» Task brief: Can you rewrite the part of the FDA text that opens with "The agency identified" and closes with "excellence and accountability.", putting "transparency" in place of "accountability"?

» Text:
The agency identified four core mission goals and objectives, to include enhancing oversight of FDA-regulated products; improving and safeguarding access to FDA-regulated products in an effort to benefit health; promoting better informed decisions about the use of FDA-regulated products; and strengthening organizational excellence and accountability. 
 
Among the FDA's objectives in enhancing oversight, the agency will be seeking to strengthen detection and surveillance of problems with FDA-regulated products. "The FDA is working closely with domestic and international partners to increase information-sharing  and enhance collaborations on compliance and training efforts to expand the collective safety net," the agency wrote. The agency also is looking to expand its postmarket surveillance of products by using more active surveillance tools versus passive tools. "For example, the Sentinel Initiative is a proactive system that complements existing systems that FDA has in place to track reports of adverse events linked to the use of our regulated products. The system enables FDA to actively query diverse automated healthcare data holders — like electronic health record systems, administrative and insurance claims databases and registries — to evaluate possible medical product safety issues quickly and securely, while maintaining the privacy of patients."
 
And in an effort to improve access to FDA-regulated medicines, the agency is looking to speed up the approval process. "Although FDA has made tremendous strides in recent years in the review of new drugs, and now leads the world in both timeliness and quantity of significant new drugs approved for marketing, in the past decade, the overall development of some products crucial to public health, such as antibiotics, has slowed significantly," the agency noted. The agency acknowledged that the current costs associated with drug development may serve as a barrier to investment, especially among specialty medicines. "If biomedical science is to deliver on its promise, scientific creativity and effort must also focus on improving the medical product development process itself, with the explicit goal of robust development pathways that are efficient and predictable and result in products that are safe, effective and available to patients."

» Extracted records:

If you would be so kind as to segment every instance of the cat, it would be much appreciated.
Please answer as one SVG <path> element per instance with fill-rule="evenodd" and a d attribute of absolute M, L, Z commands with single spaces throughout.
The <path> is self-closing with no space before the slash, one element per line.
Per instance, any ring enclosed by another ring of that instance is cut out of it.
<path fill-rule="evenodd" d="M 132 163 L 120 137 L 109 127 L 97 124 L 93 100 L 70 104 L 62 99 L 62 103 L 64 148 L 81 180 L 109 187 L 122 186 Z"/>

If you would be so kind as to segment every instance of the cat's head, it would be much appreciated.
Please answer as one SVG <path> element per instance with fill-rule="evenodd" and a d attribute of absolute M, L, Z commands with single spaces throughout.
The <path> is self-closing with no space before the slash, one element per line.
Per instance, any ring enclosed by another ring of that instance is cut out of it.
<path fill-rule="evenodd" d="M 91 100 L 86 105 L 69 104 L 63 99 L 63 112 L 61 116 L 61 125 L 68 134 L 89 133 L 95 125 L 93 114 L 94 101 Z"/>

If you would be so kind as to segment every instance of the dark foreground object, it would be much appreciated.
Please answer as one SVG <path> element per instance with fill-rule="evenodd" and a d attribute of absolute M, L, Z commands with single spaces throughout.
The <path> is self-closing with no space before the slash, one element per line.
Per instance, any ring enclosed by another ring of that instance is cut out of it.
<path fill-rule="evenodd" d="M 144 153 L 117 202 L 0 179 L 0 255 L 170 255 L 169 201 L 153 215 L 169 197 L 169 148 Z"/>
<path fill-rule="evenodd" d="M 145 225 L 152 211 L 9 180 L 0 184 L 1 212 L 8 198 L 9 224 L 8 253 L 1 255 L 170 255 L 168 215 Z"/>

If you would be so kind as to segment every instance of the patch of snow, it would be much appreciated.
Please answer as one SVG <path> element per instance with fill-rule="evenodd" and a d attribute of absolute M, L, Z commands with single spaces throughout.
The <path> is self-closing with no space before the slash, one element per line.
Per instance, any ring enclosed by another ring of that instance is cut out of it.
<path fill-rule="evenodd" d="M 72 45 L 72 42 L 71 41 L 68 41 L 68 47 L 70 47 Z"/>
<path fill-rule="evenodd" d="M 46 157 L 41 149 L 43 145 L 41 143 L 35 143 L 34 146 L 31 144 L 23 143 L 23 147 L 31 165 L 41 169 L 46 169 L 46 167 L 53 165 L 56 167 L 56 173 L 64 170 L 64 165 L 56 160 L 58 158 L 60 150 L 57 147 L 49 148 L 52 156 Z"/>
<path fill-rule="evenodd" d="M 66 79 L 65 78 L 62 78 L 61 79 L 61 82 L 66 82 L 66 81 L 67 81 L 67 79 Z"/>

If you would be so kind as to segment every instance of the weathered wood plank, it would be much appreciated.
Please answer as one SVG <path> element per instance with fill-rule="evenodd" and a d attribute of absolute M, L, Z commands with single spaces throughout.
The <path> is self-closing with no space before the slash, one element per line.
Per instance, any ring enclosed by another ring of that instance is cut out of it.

» Task output:
The agency identified four core mission goals and objectives, to include enhancing oversight of FDA-regulated products; improving and safeguarding access to FDA-regulated products in an effort to benefit health; promoting better informed decisions about the use of FDA-regulated products; and strengthening organizational excellence and transparency.